• **Page text**:
The granddaughter of a Midwestern dairy farmer, Kendra Smith-Howard spent her summers scooping ice cream cones for Uncle Bob's Homemade Ice Cream. But as a college student, she pursued greater adventures – working as a park ranger in Montana's Glacier National Park, and teaching and studying in places as far away as Indonesia.
It was during that time—halfway around the world and investigating rural development—that Smith-Howard began, unexpectedly, to be curious about places like the area where she grew up. How had changes in agriculture reshaped the landscape of America's small towns and rural areas? What did these changes mean for rural people?
Ultimately, she applied some of her curiosity to the study of a substance as seemingly ordinary as the small town where she grew up: milk.
Smith-Howard, Department of History, has written an engaging new book, Pure and Modern Milk: An Environmental History Since 1900 (Oxford University Press) that shows the evolution of this quintessentially American product. While we associate milk with wholesomeness, purity and rural tranquility, the reality is quite a bit more complex.
An environmental historian, Smith-Howard's research examines the intersection among consumer culture, agriculture, and public health.
Why study milk?
"I was particularly drawn to the everyday, quotidian relationships between people and nature – things like the foods on which we rely daily," she said. "Milk is unique – it is a staple food, and one whose very material form posed challenges to its widespread use. It's also tightly tied to our cultural notions about childhood and the pastoral in the U.S.," she said.

• **Data section**:
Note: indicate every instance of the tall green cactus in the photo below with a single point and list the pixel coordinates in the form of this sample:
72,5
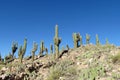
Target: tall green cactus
87,38
76,39
57,42
22,50
14,48
97,40
51,48
46,51
35,46
107,42
42,48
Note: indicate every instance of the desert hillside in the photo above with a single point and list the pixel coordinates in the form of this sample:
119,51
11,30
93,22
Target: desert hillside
89,62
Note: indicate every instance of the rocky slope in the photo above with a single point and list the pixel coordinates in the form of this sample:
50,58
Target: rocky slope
88,62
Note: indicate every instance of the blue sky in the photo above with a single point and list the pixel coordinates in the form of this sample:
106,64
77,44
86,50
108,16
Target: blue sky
36,19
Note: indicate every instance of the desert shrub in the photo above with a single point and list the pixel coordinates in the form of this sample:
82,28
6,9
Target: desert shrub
64,68
116,58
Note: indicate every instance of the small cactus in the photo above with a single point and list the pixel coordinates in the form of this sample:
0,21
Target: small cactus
22,50
97,40
76,39
35,46
14,48
67,47
87,39
57,42
42,48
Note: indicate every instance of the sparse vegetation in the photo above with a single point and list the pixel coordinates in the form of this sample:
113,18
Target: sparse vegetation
83,62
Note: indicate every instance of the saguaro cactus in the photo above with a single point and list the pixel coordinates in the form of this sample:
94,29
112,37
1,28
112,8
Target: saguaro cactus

• **Requirements**:
Write out, word for word, everything in the article on the milk book from "Smith-Howard, Department of" down to "and public health.".

• **Problem solution**:
Smith-Howard, Department of History, has written an engaging new book, Pure and Modern Milk: An Environmental History Since 1900 (Oxford University Press) that shows the evolution of this quintessentially American product. While we associate milk with wholesomeness, purity and rural tranquility, the reality is quite a bit more complex.
An environmental historian, Smith-Howard's research examines the intersection among consumer culture, agriculture, and public health.